[Saved entries]
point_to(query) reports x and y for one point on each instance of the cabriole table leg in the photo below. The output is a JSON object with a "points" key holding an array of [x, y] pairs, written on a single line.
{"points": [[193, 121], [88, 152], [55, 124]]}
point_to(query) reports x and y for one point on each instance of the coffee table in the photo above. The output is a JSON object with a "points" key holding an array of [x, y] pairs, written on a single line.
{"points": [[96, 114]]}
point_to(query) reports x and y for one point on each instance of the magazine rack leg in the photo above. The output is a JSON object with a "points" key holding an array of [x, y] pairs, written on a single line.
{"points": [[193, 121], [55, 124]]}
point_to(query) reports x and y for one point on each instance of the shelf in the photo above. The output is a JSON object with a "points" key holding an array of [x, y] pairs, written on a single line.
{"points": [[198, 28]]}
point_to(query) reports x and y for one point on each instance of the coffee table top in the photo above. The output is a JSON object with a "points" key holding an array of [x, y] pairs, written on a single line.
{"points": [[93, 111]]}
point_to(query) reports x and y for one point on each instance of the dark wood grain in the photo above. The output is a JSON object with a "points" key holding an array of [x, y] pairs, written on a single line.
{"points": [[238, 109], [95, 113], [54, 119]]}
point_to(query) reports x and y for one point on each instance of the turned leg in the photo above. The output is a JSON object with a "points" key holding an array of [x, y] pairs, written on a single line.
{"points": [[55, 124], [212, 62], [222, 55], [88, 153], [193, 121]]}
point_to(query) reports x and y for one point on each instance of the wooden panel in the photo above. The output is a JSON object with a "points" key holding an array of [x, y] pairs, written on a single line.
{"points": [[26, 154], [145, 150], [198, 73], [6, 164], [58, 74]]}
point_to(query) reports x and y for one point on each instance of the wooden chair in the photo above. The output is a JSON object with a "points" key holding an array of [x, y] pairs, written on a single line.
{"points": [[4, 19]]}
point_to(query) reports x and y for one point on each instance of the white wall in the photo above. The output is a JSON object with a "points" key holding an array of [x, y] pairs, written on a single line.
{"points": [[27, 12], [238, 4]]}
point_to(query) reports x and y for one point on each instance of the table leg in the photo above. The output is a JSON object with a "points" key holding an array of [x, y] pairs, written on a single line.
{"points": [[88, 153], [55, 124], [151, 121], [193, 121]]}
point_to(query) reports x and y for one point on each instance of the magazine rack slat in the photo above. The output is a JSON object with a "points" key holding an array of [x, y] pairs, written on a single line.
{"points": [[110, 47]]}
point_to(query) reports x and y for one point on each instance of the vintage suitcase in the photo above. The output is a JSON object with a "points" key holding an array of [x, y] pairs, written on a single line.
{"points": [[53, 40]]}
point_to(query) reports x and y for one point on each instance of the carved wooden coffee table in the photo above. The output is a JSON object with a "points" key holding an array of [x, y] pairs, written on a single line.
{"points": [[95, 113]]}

* _Task objective_: Would you write down every record again, exactly?

* _Answer to the exercise_:
point_to(query) reports x and y for one point on each instance of the cabriole table leg in the photo below. The output is a JSON object with a "points" key holding an array of [x, y] pairs, written on a single line.
{"points": [[193, 121], [88, 152], [55, 124]]}
point_to(query) reports x and y for one point on each instance of the coffee table in the photo above. The output is a JSON object with a "points" key holding an array of [x, y] pairs, written on a single line.
{"points": [[96, 114]]}
point_to(query) reports x and y for one point on each instance of the magazine rack leg in the photo above. The output is a JSON object with a "points" key holding an array of [x, y] pairs, written on a single line.
{"points": [[193, 121], [55, 124]]}
point_to(query) reports x and y for one point on each instance of the shelf in the photo above. The output is a JSON object with a "points" key holding an array of [x, y] pairs, written on a single line.
{"points": [[198, 28]]}
point_to(query) reports x and y for one point on each instance of the coffee table top in the photo above. The output is a JSON object with a "points" key holding an array of [x, y] pairs, written on a single line.
{"points": [[93, 111]]}
point_to(query) reports x and y for one point on each instance of the dark wood grain in the photo above. The output is a JSON object with a "points" key holding an array of [x, y] pairs, written on a single line.
{"points": [[238, 109], [95, 113], [54, 119]]}
point_to(query) reports x and y for one point on each instance of the turned leg in the photo above. The output is a JSON object with a "points" key holding an array of [x, y] pairs, written on a single line.
{"points": [[55, 124], [212, 62], [222, 55], [88, 153], [193, 121]]}
point_to(query) reports x and y for one point on each instance of the wooden panel in the photo above. The output is a JSON object with a "points" key holding an array of [x, y] pairs, written on a single line.
{"points": [[26, 154], [145, 150], [198, 73], [6, 164], [58, 74]]}
point_to(query) reports x and y for one point on each instance of the wooden chair in the photo above. The output is a JSON object with a "points" key holding an array of [x, y] pairs, written on a single line.
{"points": [[4, 19]]}
point_to(query) reports x and y for one point on each instance of the white wall in the photo above. The output is a JSON object with a "points" key holding an array of [x, y] pairs, written on a single line.
{"points": [[27, 12], [238, 4]]}
point_to(query) reports x and y for one point on each instance of the table leg in the photo above. The output is a JSON object with a "points" key holding an array of [x, y] pairs, written on a single line.
{"points": [[88, 153], [55, 124], [151, 121], [193, 121]]}
point_to(query) reports x and y for one point on each instance of the magazine rack slat in the photo above. The output is a JSON object with a "points" key holding an array of [x, y] pairs, written on a single line.
{"points": [[110, 47]]}
point_to(query) reports x and y for one point on each instance of the vintage suitcase in the photo above. The output is a JSON object with a "points" key holding an array of [x, y] pairs, written on a single line.
{"points": [[53, 40]]}
point_to(query) reports x and y for one point on each instance of the carved wooden coffee table in the photo above. The output is a JSON object with a "points" key holding an array of [x, y] pairs, written on a single line.
{"points": [[95, 113]]}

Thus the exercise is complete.